Direction
Return every line of the data below that contains the string "gray", matching case exactly.
##### Data listing
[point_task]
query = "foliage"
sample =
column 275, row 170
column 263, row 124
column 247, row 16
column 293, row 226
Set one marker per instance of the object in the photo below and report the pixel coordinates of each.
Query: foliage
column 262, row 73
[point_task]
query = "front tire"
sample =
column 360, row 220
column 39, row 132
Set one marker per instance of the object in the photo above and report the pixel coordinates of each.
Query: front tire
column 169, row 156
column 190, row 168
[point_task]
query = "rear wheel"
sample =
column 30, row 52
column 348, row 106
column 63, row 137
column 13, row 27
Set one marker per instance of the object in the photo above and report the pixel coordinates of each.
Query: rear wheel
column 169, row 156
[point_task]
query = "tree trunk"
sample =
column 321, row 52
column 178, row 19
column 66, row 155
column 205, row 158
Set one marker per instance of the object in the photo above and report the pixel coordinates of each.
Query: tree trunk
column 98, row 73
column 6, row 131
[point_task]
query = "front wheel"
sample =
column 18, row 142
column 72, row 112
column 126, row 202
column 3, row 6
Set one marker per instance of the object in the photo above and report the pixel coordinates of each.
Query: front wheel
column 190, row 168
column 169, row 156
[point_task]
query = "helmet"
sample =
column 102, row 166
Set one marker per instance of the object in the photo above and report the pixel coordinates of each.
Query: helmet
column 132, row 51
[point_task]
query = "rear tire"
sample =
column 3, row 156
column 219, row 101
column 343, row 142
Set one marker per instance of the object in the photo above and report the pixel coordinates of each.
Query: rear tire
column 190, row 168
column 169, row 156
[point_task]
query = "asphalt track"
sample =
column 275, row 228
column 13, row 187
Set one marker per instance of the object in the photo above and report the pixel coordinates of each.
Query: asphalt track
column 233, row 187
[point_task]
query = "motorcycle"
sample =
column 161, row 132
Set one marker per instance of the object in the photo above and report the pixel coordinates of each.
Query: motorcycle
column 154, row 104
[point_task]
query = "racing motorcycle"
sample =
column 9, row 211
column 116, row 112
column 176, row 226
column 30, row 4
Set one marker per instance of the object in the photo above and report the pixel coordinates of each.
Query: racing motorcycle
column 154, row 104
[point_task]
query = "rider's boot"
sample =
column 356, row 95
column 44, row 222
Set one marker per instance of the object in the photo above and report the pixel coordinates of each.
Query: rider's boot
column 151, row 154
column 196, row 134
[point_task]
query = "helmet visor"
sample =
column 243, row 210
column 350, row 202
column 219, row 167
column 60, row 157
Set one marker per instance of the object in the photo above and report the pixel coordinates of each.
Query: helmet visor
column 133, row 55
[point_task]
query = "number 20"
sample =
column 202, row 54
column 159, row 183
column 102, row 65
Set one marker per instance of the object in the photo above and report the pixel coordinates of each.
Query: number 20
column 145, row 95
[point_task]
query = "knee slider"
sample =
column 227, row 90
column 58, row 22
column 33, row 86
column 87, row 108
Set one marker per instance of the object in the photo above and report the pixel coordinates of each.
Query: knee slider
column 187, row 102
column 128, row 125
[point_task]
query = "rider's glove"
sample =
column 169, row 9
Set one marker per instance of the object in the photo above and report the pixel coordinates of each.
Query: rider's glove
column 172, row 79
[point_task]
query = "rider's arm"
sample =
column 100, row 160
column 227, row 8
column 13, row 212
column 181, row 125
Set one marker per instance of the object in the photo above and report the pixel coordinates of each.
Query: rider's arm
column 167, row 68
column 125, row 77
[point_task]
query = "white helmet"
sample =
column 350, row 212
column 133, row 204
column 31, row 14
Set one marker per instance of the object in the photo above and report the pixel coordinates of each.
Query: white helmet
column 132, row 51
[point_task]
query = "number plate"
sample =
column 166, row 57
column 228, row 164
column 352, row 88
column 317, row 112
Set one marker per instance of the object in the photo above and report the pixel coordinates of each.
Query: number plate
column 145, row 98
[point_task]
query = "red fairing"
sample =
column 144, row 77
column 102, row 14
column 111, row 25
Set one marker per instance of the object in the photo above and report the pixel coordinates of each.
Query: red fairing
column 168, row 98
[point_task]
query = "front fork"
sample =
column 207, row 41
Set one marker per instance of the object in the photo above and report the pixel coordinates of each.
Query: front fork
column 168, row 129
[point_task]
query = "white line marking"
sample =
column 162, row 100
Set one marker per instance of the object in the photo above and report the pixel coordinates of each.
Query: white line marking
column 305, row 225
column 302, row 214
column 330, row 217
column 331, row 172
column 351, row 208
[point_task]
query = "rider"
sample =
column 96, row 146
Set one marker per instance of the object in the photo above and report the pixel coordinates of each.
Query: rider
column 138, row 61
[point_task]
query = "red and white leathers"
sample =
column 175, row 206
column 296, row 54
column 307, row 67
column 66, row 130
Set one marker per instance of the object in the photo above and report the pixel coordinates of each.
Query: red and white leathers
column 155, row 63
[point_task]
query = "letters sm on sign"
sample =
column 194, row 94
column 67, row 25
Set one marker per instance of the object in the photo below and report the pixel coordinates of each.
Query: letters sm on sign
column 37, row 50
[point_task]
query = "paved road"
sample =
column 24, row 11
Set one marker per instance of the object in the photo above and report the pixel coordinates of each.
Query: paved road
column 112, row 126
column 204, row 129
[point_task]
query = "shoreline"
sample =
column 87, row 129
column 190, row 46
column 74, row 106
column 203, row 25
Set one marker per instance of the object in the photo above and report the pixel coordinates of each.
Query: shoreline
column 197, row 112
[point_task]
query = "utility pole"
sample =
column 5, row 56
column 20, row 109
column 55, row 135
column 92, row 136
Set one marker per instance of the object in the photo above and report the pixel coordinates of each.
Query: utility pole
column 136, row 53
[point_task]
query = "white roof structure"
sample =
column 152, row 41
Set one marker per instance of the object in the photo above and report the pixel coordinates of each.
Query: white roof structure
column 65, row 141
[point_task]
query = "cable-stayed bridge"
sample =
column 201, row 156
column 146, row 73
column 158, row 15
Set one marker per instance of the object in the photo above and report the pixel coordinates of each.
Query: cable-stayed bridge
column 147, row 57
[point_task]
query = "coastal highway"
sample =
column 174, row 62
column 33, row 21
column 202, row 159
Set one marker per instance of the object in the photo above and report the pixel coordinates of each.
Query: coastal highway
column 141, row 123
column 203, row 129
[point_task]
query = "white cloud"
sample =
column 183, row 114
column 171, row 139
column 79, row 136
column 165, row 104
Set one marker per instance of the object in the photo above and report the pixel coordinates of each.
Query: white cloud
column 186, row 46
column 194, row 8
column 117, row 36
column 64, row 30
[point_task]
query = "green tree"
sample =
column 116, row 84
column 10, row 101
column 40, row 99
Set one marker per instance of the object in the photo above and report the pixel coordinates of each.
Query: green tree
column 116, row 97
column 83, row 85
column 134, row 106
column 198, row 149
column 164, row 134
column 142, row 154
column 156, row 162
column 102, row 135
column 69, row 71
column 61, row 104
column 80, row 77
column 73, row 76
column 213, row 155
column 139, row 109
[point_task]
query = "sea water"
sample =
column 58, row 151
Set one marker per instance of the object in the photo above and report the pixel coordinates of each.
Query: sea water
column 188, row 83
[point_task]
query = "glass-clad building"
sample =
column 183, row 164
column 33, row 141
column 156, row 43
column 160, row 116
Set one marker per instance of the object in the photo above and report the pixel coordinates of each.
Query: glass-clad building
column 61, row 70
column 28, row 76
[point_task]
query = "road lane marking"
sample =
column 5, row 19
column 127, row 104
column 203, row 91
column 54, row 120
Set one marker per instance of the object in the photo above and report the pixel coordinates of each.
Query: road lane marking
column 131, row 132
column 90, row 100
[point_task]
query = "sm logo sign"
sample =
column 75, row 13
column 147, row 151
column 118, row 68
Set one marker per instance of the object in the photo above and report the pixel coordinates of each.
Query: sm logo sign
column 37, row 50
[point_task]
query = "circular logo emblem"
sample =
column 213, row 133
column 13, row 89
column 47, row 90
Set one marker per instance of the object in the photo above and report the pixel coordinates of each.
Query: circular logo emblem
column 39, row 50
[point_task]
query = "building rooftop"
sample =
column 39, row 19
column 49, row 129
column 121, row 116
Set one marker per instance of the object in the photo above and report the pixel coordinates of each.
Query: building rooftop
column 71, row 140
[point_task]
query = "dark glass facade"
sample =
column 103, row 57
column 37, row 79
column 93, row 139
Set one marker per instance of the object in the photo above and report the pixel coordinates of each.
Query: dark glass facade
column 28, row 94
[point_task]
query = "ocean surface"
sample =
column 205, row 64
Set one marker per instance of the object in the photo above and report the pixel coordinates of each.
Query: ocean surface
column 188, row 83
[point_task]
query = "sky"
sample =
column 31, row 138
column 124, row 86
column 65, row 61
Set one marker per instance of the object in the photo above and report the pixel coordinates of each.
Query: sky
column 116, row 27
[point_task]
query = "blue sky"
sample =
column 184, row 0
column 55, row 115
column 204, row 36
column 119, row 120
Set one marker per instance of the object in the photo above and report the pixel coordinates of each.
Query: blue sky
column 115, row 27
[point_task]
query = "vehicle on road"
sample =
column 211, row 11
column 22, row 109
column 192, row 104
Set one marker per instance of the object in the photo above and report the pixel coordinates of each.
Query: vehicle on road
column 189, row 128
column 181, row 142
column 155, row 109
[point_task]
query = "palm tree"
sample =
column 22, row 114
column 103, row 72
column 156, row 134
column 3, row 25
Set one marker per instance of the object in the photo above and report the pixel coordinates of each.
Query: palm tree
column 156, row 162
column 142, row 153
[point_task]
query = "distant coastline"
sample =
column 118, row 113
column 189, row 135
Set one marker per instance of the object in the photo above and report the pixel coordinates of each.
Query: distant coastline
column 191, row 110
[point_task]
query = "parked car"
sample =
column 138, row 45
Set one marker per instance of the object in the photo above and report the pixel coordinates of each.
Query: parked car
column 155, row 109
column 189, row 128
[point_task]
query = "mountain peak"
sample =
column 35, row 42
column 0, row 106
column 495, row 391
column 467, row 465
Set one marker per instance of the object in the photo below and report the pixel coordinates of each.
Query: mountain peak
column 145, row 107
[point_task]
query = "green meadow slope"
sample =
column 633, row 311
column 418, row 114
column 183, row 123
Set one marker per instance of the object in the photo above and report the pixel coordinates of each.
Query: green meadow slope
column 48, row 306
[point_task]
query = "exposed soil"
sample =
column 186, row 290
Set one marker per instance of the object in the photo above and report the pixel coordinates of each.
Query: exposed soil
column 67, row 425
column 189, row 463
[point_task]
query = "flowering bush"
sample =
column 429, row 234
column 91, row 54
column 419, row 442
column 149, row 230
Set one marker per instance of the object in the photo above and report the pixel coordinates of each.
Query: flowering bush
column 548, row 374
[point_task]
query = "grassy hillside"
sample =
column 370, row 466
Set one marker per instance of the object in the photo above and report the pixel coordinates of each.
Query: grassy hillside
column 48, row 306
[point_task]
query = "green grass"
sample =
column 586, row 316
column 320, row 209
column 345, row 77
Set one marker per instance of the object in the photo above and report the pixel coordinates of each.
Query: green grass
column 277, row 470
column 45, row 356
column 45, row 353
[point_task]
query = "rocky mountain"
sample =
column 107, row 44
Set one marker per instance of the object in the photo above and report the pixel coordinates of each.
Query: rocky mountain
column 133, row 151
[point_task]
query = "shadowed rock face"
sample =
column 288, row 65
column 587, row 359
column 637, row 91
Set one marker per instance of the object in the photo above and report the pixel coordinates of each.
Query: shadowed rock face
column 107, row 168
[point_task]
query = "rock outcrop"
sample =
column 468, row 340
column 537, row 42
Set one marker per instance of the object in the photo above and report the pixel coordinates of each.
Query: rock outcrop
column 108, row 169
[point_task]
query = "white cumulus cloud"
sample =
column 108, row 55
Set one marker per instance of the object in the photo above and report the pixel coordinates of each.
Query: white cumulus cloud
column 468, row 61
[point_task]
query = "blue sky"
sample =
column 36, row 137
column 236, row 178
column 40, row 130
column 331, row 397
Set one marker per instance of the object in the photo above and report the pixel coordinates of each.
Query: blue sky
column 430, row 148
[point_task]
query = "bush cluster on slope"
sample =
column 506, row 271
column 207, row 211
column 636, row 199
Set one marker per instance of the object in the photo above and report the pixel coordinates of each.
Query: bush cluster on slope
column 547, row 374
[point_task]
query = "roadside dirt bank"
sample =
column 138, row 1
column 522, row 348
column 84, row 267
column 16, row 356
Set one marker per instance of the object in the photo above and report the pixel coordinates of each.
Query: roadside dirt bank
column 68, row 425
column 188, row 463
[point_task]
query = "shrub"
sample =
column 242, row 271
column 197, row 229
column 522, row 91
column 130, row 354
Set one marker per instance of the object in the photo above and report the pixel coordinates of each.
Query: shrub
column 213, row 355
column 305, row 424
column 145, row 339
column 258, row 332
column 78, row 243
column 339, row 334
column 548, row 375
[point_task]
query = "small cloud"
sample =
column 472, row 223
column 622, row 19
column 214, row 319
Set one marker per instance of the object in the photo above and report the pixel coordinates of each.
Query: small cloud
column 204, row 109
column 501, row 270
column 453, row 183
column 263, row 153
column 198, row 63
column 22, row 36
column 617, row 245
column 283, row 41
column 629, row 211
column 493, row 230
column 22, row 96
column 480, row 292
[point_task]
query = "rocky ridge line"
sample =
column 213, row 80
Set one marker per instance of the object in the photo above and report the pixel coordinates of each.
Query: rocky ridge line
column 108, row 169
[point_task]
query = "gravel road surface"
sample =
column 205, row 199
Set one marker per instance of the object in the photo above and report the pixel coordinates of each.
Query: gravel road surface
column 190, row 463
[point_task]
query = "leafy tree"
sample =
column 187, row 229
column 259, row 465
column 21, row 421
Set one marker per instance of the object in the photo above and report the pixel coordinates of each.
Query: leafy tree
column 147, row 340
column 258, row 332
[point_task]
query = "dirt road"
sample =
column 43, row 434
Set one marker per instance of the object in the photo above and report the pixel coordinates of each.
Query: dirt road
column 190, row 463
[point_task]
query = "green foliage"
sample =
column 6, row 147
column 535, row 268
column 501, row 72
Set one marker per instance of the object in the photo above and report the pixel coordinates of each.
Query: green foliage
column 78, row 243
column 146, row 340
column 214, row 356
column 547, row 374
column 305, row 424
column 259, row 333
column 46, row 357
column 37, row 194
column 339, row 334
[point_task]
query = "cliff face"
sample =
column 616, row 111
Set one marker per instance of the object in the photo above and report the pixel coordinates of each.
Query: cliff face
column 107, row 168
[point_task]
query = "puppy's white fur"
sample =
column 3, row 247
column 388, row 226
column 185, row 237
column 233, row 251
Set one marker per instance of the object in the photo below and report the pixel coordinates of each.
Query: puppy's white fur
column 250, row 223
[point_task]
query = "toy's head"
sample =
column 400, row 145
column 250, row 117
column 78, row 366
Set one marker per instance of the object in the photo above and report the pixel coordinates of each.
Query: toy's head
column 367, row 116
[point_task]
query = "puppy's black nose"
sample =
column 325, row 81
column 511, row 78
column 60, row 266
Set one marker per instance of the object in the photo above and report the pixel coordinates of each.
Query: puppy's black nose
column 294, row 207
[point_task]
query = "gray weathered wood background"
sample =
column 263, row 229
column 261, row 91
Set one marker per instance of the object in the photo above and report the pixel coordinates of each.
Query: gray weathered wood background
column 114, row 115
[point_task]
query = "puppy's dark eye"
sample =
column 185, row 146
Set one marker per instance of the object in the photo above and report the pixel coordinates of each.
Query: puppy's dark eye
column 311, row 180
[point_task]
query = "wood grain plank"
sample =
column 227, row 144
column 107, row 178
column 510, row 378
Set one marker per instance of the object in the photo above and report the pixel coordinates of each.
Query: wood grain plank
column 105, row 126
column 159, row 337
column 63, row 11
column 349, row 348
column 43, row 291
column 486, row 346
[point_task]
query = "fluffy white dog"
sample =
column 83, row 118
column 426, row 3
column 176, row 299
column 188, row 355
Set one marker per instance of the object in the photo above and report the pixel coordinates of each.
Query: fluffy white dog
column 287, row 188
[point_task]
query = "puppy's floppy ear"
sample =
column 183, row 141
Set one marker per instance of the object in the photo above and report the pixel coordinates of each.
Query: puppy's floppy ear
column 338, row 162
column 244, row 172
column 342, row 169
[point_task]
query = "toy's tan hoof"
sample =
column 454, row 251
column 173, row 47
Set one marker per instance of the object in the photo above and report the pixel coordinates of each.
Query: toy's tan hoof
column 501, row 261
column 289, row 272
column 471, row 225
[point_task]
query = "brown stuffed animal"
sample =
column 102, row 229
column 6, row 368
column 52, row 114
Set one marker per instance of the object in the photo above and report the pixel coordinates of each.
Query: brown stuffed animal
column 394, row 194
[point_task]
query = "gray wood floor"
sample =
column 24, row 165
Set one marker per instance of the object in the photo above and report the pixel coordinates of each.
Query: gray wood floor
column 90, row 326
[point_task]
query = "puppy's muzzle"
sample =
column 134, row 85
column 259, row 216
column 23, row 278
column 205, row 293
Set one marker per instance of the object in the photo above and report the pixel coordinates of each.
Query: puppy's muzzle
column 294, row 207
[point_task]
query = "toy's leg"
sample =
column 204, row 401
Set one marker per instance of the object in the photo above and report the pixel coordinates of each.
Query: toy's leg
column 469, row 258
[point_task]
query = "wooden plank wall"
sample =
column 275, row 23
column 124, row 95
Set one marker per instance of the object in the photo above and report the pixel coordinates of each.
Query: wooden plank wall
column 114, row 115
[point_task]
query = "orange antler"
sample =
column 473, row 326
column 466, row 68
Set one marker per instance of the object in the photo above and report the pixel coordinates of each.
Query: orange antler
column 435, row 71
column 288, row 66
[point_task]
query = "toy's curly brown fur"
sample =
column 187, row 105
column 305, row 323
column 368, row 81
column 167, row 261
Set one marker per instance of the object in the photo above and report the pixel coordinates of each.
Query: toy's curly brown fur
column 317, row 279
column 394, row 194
##########
Solution
query = "gray weathered wood background"
Query: gray weathered wood background
query = "gray wood floor"
Query: gray wood floor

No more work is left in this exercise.